# START OF SOURCE EXTRACT

The acclaimed Miami Book Fair, the nation’s finest and largest literary gathering for more than three decades, returns Nov. 17 – 24 to MDC’s Wolfson Campus in downtown Miami.
Attended by more than 200,000 people over eight days, Miami Book Fair features more than 600 authors and poets from around the world with readings from new works in English, Spanish and Kreyol and panel discussions on many topics. Other highlights include author readings, storytelling, and interactive experiences for children and teens, as well as panels on comics and graphic novels.
Founded in 1984 by Miami Dade College and partners, Miami Book Fair engages the community through inclusive, accessible programs that promote reading and support writers year-round. The annual eight-day festival has grown into the largest and most comprehensive community-rooted literary gathering in the United States generating discourse on contemporary literature and current issues of international importance.
2019 Evenings With Series
The Evenings With program spotlights well-known authors and contemporary figures and makes them accessible through intimate one-on-one conversation. Tickets will be available soon. Book Fair members get early ticketing opportunities and the latest programming updates.
Below are the Evenings With speakers featured this year:
Samantha Power, Education of an Idealist (Sun., 11/17)

# END OF SOURCE EXTRACT

**DIRECTIONS:**
(1) In the Miami Book Fair text, which campus hosts the fair?
(2) Name every language that the Miami Book Fair text says readings of new works are given in.
(3) Shorten the paragraph of the Miami Book Fair text that begins "Founded in 1984 by Miami Dade College" into a brief bulleted list that keeps its main facts.
The items that come next were taken from a separate source.

# START OF RECORDS

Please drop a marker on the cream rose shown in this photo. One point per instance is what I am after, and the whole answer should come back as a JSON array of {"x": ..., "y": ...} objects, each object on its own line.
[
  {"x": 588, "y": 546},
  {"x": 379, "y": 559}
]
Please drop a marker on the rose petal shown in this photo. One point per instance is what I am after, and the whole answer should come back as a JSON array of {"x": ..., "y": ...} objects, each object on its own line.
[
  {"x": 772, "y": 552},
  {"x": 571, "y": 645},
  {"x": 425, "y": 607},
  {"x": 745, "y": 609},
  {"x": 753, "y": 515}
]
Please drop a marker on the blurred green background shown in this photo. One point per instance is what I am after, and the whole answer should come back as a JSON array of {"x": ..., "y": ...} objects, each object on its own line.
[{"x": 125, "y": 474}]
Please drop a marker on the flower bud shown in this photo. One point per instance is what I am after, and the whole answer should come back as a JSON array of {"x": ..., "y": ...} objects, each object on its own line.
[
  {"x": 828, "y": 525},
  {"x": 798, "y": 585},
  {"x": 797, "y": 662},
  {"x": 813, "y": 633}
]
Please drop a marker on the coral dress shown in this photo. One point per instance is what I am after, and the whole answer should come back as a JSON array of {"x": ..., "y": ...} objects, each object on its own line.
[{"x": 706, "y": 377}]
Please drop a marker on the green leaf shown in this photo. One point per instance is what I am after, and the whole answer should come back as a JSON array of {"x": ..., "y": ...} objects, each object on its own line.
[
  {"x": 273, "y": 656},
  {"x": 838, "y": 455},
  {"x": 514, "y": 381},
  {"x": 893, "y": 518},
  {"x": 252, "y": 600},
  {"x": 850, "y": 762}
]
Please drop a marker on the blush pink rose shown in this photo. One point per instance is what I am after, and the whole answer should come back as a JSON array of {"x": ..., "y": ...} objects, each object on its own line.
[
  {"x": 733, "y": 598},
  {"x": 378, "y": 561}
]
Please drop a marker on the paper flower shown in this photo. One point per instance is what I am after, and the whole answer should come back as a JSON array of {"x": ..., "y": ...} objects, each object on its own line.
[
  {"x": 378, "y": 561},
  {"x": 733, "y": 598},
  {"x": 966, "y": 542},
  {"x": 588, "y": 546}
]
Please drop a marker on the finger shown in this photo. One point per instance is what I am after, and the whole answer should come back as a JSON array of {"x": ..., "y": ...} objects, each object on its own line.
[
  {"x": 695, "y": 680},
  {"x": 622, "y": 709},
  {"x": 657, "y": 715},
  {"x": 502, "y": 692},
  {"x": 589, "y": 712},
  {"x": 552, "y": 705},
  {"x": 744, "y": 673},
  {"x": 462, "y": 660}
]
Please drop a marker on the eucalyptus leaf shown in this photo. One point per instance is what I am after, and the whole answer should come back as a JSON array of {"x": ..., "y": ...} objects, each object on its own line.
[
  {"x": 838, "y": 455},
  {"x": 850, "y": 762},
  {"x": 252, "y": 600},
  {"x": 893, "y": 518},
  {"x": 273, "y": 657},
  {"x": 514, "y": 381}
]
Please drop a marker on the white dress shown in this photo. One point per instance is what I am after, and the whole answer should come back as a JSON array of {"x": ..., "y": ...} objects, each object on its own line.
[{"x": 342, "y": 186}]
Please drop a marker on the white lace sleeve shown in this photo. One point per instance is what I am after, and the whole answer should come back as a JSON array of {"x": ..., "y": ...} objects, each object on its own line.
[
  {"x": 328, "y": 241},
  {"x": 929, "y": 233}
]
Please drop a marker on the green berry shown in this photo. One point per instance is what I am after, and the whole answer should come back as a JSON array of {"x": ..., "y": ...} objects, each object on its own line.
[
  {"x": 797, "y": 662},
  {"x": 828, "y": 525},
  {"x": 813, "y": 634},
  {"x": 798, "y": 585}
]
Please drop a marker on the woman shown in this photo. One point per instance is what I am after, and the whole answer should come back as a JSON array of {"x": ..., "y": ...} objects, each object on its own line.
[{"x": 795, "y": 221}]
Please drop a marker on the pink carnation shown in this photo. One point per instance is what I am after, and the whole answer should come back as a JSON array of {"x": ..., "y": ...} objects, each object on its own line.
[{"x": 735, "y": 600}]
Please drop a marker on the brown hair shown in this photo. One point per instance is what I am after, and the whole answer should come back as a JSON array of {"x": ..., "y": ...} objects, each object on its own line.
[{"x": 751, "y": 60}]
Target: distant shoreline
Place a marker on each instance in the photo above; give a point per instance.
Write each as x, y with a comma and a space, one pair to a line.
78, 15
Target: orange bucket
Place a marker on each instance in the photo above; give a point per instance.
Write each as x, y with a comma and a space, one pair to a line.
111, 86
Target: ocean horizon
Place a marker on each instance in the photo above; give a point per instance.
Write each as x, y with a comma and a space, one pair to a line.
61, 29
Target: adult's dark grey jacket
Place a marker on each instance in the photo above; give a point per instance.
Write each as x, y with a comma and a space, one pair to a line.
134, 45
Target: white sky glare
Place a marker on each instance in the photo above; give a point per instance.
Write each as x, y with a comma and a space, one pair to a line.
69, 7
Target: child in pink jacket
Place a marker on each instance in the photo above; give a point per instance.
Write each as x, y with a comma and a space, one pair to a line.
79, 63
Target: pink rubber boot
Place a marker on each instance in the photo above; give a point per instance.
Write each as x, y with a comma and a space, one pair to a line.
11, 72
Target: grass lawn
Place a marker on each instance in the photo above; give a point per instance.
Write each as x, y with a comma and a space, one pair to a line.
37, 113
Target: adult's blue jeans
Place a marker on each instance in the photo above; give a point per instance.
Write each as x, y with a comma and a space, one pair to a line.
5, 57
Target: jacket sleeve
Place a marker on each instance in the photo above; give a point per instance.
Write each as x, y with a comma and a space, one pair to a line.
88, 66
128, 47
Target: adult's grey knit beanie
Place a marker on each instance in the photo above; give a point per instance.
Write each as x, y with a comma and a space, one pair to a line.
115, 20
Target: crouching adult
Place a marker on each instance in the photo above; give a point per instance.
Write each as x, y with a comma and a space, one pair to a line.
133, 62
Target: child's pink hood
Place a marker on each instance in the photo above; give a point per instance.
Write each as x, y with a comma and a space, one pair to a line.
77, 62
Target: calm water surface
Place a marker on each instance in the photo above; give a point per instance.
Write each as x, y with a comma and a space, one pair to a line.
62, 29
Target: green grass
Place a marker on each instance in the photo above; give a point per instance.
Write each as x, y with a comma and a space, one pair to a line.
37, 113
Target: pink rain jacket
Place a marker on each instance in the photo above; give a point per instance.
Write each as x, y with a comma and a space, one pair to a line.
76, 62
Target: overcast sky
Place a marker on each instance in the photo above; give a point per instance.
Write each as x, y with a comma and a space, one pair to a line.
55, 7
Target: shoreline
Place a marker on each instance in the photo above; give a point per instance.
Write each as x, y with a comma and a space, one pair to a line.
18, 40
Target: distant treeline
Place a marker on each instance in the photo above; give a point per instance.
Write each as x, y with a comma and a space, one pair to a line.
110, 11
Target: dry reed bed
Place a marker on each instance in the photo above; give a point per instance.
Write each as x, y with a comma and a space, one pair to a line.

# END OF RECORDS

**ANSWERS TO EACH TASK:**
(1) MDC's Wolfson Campus in downtown Miami.

(2) English, Spanish, Kreyol

(3)
- Founded in 1984 by Miami Dade College and partners
- Runs inclusive, accessible programs year-round that promote reading and support writers
- Now the largest, most comprehensive community-rooted literary gathering in the United States
- Generates discussion of contemporary literature and current issues of international importance